### Written problem
Copy out every line of the records below, requests included, but multiply each polygon vertex coordinate in the answers by 0.3 and round it to a whole number, rounding halves up.

Start Recorded information

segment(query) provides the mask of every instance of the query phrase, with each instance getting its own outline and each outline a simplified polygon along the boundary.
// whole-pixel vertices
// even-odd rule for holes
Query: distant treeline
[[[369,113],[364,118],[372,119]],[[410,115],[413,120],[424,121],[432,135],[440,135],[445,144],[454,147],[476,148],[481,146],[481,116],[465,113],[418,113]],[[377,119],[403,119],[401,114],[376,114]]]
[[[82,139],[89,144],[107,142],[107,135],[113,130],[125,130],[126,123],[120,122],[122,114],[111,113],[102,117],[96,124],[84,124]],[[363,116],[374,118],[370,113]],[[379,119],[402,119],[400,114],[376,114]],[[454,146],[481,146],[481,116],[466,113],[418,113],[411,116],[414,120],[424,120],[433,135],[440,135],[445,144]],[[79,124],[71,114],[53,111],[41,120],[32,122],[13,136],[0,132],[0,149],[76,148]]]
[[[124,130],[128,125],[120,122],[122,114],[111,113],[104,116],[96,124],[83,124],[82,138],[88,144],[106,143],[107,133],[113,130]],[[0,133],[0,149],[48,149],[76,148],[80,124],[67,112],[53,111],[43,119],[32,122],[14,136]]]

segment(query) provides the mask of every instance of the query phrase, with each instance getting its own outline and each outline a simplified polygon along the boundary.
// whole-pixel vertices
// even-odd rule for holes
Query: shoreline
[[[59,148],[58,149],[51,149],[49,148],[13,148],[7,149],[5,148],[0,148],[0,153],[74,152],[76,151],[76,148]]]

End Recorded information

### Completed exercise
segment(query) provides the mask of every instance of the query phrase, with each instance getting its own outline and each outline a simplified polygon along the boundary.
// whole-pixel vertices
// even-odd rule for holes
Query: distant treeline
[[[111,34],[109,35],[112,36]],[[123,35],[124,36],[127,36],[130,41],[132,41],[134,43],[136,44],[143,44],[144,44],[144,35],[140,34],[125,34]],[[113,36],[121,36],[120,34],[113,34]]]
[[[25,42],[27,43],[32,43],[32,41],[34,39],[38,39],[38,37],[36,37],[37,34],[33,34],[31,35],[29,37],[25,37]],[[109,35],[112,35],[111,34]],[[114,36],[121,36],[120,34],[113,34]],[[136,44],[144,44],[144,35],[140,34],[125,34],[123,35],[124,36],[127,36],[130,41],[132,41],[134,43]],[[24,37],[21,34],[16,33],[12,36],[10,37],[4,41],[0,40],[0,45],[23,44]]]
[[[37,39],[38,38],[36,37],[37,34],[33,34],[31,35],[29,37],[25,37],[25,41],[26,43],[32,43],[32,40],[34,39]],[[0,40],[0,45],[14,45],[23,44],[24,37],[20,34],[16,33],[13,36],[10,37],[4,41]]]

segment(query) provides the mask of every instance of the query phrase, with each instance getting its own outline and each outline a simplified polygon along the boundary.
// whole-pixel vertices
// even-odd rule for holes
Query: shoreline
[[[18,44],[17,45],[15,45],[15,44],[4,44],[2,45],[2,44],[0,44],[0,46],[22,46],[23,45],[23,44]]]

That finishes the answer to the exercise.